What you will do
Quote all of the data that follows exactly as written, skipping the images.

Data for review
==============================
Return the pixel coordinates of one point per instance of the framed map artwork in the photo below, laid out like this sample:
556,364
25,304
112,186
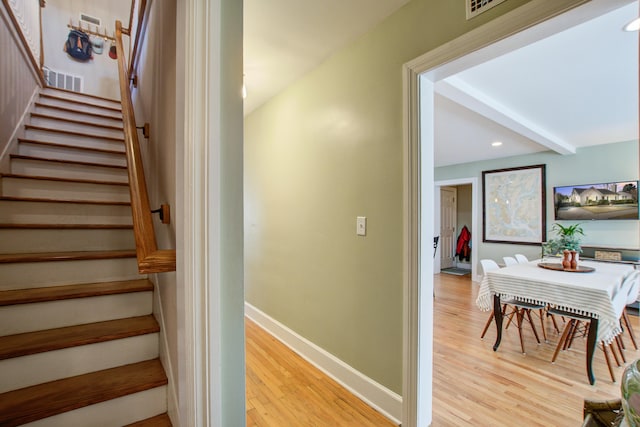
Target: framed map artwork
513,205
==============================
Answer to this exercise
Return the pixel coordinates of one point per instance of the framed map artwork in the photo below, laid out like this sample:
556,364
25,304
112,186
Target: framed map artwork
513,205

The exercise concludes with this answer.